Material provided:

=======

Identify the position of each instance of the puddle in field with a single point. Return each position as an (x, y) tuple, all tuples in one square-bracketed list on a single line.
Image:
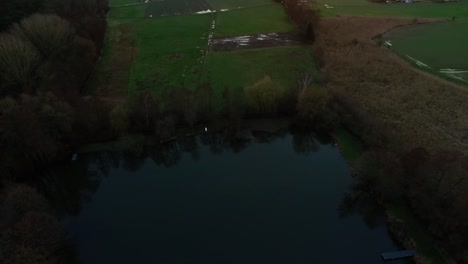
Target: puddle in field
[(257, 41)]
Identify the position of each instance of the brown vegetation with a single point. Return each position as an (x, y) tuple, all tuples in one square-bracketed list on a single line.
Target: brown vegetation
[(415, 110), (303, 13), (396, 109), (28, 232)]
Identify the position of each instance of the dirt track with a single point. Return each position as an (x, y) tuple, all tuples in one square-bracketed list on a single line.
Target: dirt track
[(257, 41), (419, 109)]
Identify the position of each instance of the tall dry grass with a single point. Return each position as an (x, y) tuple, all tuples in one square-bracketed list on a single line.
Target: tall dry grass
[(418, 109)]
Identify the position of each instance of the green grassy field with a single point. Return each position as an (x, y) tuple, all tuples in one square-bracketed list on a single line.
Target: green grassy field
[(367, 8), (261, 19), (114, 3), (437, 45), (128, 12), (169, 49), (237, 69), (232, 4)]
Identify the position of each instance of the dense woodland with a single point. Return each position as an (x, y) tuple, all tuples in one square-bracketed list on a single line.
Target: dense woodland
[(48, 51)]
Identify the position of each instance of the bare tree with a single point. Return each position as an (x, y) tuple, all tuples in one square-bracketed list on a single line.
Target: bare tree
[(18, 60)]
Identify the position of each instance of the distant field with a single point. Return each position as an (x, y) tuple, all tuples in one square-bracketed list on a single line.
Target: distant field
[(262, 19), (439, 46), (232, 4), (169, 50), (128, 12), (175, 7), (113, 3), (168, 47), (367, 8), (237, 69)]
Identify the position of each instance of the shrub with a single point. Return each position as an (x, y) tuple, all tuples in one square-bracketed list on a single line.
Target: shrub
[(312, 102), (19, 200), (118, 118), (264, 96), (49, 33), (18, 60)]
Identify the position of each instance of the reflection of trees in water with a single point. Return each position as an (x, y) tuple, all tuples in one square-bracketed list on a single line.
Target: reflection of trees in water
[(69, 187), (305, 143), (166, 155), (359, 200), (72, 185)]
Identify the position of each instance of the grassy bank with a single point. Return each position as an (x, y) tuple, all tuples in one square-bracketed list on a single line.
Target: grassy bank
[(254, 20), (352, 149), (434, 47)]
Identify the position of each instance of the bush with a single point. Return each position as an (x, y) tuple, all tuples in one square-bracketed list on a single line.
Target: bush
[(264, 96), (118, 118), (35, 239), (312, 102), (19, 200), (18, 59), (49, 33)]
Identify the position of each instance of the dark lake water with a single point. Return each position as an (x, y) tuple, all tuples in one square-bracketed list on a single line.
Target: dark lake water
[(282, 199)]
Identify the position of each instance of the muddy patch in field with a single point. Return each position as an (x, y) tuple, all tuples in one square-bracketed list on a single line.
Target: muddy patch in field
[(257, 41)]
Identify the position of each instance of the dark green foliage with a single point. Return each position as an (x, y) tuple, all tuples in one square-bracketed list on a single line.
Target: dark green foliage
[(29, 234), (12, 11)]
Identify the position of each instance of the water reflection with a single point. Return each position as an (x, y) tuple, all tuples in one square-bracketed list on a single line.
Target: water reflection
[(73, 187), (358, 200)]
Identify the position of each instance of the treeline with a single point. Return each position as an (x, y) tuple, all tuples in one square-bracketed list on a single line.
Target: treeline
[(163, 114), (304, 15), (408, 155), (48, 50)]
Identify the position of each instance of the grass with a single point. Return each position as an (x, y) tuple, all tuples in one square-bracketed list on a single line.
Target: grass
[(128, 12), (168, 50), (237, 69), (350, 146), (352, 149), (367, 8), (439, 45), (110, 78), (261, 19), (424, 244), (114, 3), (232, 4)]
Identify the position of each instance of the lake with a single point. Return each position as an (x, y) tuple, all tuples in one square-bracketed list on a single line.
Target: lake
[(273, 199)]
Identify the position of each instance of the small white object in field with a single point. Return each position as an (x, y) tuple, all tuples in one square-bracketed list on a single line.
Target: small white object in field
[(204, 11)]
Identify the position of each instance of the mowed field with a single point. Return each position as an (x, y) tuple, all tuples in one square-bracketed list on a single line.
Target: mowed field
[(439, 47), (175, 7), (368, 8), (233, 4), (163, 45)]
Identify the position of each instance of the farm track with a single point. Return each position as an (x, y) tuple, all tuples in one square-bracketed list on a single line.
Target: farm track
[(256, 41)]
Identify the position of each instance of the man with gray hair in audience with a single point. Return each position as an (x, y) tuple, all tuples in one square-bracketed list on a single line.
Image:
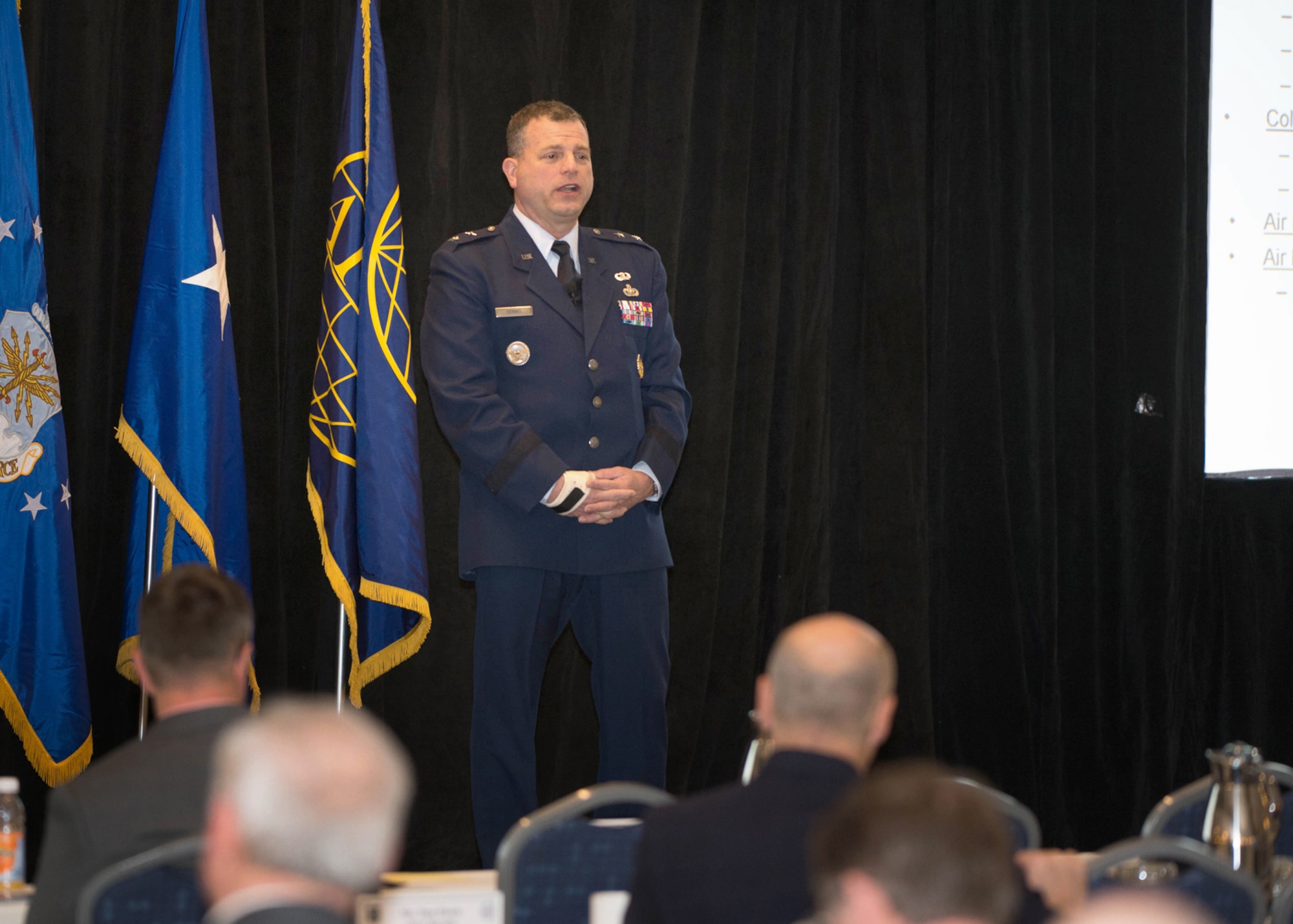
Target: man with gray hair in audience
[(308, 808), (739, 854)]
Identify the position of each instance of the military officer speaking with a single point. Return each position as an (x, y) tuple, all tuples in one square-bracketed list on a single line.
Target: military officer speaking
[(554, 372)]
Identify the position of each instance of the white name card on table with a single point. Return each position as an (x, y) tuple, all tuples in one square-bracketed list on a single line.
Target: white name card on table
[(608, 907), (469, 897)]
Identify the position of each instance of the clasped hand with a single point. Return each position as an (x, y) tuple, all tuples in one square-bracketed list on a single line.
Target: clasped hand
[(612, 493)]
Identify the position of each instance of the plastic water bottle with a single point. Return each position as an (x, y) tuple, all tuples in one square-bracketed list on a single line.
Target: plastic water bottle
[(14, 836)]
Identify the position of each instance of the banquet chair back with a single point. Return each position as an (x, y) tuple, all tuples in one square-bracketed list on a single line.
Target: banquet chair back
[(1181, 813), (156, 886), (553, 859), (1026, 833), (1233, 896)]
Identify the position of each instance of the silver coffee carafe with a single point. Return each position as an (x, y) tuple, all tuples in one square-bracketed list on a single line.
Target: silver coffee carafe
[(1243, 810)]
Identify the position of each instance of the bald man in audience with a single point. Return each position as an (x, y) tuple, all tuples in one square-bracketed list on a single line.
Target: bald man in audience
[(739, 853), (195, 651), (308, 806), (915, 846)]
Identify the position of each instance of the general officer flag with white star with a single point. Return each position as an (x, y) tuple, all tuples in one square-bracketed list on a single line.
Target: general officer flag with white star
[(180, 420), (363, 478), (43, 687)]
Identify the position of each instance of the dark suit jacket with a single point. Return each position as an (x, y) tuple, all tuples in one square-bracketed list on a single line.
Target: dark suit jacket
[(738, 853), (140, 796), (598, 387)]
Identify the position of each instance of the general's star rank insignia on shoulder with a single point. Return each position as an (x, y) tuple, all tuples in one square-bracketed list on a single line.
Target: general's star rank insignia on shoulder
[(637, 314)]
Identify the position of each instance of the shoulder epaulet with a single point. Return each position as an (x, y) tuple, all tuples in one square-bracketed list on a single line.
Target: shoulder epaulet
[(624, 237), (467, 237)]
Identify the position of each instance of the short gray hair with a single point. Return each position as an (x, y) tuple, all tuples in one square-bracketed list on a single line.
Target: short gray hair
[(544, 109), (840, 698), (319, 793)]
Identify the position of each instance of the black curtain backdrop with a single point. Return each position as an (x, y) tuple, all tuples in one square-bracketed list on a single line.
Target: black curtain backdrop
[(924, 259)]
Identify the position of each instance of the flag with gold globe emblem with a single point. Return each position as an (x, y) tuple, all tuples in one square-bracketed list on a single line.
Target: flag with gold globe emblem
[(43, 689), (363, 480)]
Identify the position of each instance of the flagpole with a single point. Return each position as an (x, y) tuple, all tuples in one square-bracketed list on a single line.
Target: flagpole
[(341, 651), (148, 586)]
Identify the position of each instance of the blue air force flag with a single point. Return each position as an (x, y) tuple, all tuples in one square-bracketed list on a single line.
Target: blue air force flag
[(363, 477), (43, 686), (180, 421)]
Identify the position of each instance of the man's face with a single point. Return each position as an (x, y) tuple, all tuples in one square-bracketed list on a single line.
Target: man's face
[(553, 177)]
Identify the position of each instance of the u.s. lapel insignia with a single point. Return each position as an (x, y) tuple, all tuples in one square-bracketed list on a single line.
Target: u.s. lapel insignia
[(519, 354)]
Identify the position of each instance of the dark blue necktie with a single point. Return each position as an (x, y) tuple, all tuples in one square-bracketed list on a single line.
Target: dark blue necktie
[(567, 276)]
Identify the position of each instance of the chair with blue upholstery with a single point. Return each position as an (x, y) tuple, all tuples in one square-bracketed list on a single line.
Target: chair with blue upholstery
[(156, 886), (553, 859), (1181, 814), (1025, 831), (1233, 896)]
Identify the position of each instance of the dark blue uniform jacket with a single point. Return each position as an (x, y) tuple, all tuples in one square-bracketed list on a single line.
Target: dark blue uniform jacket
[(598, 390)]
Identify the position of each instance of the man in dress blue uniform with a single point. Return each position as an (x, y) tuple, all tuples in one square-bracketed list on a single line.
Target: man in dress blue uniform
[(554, 372)]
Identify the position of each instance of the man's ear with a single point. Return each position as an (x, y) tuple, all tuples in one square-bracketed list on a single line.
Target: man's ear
[(884, 722), (142, 672), (764, 702), (863, 899), (242, 664)]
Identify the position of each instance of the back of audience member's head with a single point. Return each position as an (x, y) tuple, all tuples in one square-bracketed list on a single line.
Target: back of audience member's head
[(196, 625), (831, 678), (1133, 906), (912, 845), (311, 792)]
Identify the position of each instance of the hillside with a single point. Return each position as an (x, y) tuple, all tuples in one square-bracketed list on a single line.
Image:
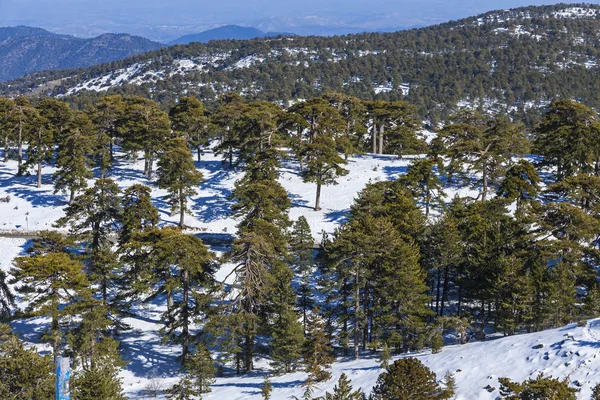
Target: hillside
[(513, 61), (24, 50), (226, 32)]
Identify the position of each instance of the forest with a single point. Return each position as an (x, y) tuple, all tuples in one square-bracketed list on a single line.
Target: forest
[(512, 61), (405, 267)]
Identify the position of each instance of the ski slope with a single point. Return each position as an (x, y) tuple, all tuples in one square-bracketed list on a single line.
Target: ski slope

=======

Exercise task:
Starting with the line containing "Identify the position of each instance of the dark suit" and going on through the line containing "[(341, 651), (148, 586)]", write out those lines of the entries again, swapping "flagpole" for "flag staff" and leaving everything else as it is.

Exercise result:
Identify the position of each instance of the dark suit jacket with a single point. Return each position as an (x, y) tuple, all tuples in one square-bracketed list on a single line.
Target: dark suit jacket
[(738, 853), (140, 796), (598, 387)]
Identify the position of each instance of the general's star rank insignia on shoulder with a single point. Return each position as an (x, y) tuple, all tuples in one square-bracketed list on a single line.
Target: general's star rank insignia on shoulder
[(637, 314)]
Identify the position of each instance of the shoulder epaulet with a single point. Return each position as an (x, y) tuple, all tuples in one square-bracketed list on a single line.
Target: shoulder epaulet
[(624, 237), (467, 237)]
Identify the position of each instance of the short gray hair with a single point. Return each position as an (x, y) tuple, all tuples in one square-bracketed list on a single line.
Target: short gray hair
[(544, 109), (840, 698), (319, 793)]
Identify the position of each instance of the black curtain backdrop with a single point. Return each position as an (x, y) tuple, all tuples in one square-bracketed list on a single line.
Target: black curtain backdrop
[(924, 259)]
Identify the position of each instance of the flag with gold globe emblem with a single point. Return each position as an (x, y) tuple, all tuples in one square-bracketed list on a single line.
Target: flag with gold globe emblem
[(43, 689), (363, 480)]
Identify the position of each instance of the flag staff with a single point. Return each position as an (x, y) tuple, all tuples in one square-bracketed list on a single line.
Target: flag staff
[(341, 651), (148, 586)]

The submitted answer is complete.